Ihre Aufgabe :: Geben Sie den Abschnitt, der mit der Zeile beginnt, die „Target: sky“ enthält, und bis zum Ende der Datensätze reicht, erneut wieder. Ersetzen Sie dabei „fog light“ durch „fog lamp“, und lassen Sie alles Übrige unverändert.

Bereitgestellte Datensätze ::
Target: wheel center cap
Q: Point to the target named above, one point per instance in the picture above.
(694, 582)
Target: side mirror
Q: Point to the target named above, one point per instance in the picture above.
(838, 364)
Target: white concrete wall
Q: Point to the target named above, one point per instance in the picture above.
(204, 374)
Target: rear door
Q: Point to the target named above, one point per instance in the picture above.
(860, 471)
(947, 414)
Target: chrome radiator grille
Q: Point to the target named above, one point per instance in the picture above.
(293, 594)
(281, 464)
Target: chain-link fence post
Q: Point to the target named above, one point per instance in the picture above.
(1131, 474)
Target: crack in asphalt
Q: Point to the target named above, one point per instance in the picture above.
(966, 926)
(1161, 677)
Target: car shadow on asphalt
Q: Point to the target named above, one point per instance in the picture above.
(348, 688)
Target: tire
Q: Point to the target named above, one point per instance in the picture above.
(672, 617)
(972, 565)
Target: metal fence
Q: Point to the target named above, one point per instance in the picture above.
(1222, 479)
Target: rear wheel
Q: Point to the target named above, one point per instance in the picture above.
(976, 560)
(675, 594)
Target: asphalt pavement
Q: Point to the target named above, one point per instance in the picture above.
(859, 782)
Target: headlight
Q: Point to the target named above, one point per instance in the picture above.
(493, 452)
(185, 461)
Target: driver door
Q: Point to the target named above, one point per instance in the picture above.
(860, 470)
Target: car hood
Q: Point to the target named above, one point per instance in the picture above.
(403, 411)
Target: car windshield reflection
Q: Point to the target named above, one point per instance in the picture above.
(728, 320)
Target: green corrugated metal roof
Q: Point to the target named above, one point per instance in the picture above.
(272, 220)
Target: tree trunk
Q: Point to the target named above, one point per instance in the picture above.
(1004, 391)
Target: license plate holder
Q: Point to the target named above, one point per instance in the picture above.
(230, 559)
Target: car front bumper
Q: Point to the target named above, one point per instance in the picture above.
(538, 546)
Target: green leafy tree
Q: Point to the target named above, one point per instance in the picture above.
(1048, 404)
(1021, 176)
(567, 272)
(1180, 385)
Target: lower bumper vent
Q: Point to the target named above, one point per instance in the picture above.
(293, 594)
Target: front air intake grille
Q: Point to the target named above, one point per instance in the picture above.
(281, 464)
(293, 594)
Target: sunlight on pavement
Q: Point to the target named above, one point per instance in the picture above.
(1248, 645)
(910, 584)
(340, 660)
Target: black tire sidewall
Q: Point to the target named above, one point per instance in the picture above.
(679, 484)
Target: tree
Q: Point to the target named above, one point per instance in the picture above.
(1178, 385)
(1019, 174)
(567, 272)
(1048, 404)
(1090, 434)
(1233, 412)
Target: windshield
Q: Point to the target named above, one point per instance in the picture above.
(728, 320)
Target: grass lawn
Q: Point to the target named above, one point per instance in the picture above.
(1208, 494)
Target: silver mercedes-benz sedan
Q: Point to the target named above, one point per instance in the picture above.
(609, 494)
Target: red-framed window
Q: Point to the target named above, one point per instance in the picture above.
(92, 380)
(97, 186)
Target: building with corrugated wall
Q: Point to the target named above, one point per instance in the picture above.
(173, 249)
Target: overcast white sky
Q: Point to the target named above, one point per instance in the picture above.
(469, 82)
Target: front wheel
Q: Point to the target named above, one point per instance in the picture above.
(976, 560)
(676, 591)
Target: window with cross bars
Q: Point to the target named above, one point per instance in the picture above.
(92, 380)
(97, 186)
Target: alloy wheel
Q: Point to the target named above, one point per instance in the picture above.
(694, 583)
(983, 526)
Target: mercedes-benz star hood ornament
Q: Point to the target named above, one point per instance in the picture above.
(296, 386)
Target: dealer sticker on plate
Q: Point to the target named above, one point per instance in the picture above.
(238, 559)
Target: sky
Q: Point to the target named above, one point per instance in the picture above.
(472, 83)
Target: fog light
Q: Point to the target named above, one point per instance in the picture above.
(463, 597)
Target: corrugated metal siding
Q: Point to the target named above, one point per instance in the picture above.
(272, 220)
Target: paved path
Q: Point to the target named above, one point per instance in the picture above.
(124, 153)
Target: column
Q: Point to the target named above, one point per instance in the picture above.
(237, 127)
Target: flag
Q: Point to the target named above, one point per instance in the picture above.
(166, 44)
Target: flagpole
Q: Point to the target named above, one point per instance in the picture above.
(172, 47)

Schriftliche Antwort ::
Target: sky
Q: Point to the target named above, one point per instance in the picture above.
(472, 83)
Target: fog lamp
Q: Point to the target named above, one point per instance in the picture above.
(463, 597)
Target: corrugated metal siding
Q: Point to the target named above, one point per instance in the picture above.
(272, 220)
Target: paved path
Q: Point to the target named above, one point per instance in the picture above.
(124, 153)
Target: column
Q: Point to the target named above, one point per instance in the picture above.
(237, 127)
Target: flag
Q: Point to the target named above, one point per instance in the picture above.
(166, 44)
Target: flagpole
Q: Point to the target named above, one point per instance in the picture above.
(172, 47)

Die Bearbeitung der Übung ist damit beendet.